TASK -> Output exactly the line containing "If you could locate the open" and each line after it through the last line of the records, and nothing else.

SUPPLIED RECORDS ->

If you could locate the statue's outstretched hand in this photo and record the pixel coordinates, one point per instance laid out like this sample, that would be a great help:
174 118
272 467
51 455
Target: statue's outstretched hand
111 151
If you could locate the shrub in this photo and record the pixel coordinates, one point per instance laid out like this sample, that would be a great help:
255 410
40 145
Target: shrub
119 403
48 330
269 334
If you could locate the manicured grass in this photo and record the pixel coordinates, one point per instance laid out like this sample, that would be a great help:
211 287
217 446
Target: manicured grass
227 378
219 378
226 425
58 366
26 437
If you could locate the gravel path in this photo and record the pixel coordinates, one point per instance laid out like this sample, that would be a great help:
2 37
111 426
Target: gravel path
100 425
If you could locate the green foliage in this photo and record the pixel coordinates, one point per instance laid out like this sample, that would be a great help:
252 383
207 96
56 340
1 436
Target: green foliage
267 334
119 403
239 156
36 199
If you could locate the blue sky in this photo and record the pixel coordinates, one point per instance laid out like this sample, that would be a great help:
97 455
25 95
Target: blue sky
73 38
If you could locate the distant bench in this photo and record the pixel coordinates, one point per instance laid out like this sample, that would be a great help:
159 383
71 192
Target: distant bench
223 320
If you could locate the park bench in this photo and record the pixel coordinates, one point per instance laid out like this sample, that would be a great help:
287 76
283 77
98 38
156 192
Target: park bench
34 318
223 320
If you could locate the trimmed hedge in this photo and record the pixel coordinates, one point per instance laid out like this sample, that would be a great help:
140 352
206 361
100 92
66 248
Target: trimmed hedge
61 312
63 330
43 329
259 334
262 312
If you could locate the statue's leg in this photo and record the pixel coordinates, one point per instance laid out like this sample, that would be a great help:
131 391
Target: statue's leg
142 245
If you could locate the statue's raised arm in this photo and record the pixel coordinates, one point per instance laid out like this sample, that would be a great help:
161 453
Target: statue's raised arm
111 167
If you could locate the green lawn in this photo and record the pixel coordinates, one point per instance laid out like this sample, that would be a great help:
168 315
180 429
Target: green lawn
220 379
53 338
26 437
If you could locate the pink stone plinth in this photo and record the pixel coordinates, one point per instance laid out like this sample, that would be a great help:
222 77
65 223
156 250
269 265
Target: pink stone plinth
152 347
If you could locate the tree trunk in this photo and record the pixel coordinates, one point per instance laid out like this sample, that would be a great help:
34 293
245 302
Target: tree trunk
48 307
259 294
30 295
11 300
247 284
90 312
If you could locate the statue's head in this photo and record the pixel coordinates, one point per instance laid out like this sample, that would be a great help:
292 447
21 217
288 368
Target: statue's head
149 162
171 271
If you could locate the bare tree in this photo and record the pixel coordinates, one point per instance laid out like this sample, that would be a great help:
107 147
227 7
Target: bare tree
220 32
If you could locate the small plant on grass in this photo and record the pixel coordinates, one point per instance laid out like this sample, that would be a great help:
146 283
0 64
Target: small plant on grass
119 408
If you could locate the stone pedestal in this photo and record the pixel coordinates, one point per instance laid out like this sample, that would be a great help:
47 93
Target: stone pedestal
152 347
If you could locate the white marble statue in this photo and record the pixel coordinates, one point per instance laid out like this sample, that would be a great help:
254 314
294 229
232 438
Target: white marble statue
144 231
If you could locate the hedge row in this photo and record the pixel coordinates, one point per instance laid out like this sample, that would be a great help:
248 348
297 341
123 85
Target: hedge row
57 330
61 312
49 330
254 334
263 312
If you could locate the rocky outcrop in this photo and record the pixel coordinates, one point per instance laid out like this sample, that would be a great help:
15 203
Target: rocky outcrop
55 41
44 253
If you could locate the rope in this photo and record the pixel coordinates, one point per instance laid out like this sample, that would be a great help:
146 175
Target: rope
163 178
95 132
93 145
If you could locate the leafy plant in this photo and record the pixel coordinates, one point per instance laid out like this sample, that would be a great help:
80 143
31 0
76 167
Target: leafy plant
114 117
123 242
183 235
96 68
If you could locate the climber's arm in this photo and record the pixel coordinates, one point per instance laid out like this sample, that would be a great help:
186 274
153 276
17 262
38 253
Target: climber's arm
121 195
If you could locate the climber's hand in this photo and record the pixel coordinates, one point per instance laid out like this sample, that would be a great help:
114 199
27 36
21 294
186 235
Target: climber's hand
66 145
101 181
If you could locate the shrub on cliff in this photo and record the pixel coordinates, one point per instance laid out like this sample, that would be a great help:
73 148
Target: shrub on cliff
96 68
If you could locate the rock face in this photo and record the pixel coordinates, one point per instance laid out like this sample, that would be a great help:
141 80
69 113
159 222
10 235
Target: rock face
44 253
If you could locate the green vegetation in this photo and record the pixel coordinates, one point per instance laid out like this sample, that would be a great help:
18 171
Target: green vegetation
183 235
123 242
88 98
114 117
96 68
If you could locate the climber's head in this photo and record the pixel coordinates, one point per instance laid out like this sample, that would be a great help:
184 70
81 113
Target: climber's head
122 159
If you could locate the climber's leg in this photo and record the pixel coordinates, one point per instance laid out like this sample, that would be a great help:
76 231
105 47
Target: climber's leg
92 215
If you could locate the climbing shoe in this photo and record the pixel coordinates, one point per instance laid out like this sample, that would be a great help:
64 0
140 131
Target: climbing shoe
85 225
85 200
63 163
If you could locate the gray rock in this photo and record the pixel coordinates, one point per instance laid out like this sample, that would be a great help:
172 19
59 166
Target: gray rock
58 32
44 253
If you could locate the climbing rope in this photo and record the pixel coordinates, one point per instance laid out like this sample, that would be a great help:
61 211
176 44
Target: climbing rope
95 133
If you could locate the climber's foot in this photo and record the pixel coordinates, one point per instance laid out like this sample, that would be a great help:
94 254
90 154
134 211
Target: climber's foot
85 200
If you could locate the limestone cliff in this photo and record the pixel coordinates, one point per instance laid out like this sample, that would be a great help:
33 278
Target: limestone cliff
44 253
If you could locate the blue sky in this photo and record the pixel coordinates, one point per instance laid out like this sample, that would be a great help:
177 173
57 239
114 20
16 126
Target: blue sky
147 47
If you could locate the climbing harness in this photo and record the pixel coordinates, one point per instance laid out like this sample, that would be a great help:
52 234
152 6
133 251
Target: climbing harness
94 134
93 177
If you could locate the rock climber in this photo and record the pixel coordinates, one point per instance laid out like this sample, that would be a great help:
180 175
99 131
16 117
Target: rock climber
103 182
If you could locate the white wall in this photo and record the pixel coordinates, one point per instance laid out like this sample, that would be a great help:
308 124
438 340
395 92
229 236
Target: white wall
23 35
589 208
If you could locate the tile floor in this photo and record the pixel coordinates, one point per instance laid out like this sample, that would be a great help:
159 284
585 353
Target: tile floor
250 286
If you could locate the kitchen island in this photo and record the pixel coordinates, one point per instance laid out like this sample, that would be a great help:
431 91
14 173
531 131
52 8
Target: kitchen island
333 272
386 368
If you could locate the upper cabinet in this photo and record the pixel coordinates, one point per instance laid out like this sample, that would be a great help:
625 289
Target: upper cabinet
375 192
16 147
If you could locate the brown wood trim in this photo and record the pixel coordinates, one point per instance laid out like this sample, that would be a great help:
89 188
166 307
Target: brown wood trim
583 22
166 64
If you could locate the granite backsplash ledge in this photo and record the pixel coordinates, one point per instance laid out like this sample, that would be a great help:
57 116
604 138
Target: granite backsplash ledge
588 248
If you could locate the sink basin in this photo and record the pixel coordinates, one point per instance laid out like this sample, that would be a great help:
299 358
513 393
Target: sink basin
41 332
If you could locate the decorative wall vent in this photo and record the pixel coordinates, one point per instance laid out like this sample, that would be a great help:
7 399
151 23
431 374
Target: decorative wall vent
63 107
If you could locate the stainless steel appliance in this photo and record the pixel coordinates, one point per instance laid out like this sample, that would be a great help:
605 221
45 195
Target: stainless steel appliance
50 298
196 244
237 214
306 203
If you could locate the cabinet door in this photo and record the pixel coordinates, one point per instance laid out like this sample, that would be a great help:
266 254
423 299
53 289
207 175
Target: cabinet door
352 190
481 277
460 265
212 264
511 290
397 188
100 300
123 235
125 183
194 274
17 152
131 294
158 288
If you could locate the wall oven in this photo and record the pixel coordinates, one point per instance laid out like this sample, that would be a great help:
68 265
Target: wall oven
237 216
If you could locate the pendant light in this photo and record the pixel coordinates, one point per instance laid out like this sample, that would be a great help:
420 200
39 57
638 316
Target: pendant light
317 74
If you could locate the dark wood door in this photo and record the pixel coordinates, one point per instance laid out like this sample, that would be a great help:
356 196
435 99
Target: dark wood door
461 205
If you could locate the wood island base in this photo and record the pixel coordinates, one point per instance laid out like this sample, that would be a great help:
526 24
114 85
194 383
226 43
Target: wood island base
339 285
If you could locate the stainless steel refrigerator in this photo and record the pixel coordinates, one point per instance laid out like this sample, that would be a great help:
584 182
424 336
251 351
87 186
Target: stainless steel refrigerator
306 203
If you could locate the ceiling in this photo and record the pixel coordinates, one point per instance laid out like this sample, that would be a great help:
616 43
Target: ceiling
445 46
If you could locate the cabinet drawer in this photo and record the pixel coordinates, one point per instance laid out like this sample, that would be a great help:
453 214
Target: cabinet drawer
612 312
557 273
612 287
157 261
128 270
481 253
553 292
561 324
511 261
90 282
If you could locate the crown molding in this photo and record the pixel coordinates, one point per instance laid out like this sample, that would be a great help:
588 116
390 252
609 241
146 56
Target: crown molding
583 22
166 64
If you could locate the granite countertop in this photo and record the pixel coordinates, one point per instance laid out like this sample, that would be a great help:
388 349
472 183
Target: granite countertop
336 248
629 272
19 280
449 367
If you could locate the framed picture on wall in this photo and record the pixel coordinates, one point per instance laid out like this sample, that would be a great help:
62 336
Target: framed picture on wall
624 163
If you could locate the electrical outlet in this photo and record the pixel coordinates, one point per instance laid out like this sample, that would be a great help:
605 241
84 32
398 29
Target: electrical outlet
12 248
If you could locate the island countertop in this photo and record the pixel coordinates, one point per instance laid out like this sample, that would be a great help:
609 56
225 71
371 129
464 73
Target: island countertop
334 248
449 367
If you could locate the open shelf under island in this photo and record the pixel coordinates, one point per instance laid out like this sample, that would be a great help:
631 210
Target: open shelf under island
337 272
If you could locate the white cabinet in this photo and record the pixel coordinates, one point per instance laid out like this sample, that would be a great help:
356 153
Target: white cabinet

RESULT FOR THIS TASK ->
If you could locate the open shelf under island in this photo and record the pixel coordinates, one point per instance laid out like this sample, that would be a great help:
631 210
Target: open shelf under island
337 272
If you could locate the white cabinet in this photo and record the pixel coordinates, one point per instance laid out like this sample, that would be a great help:
356 153
Target: white cabinet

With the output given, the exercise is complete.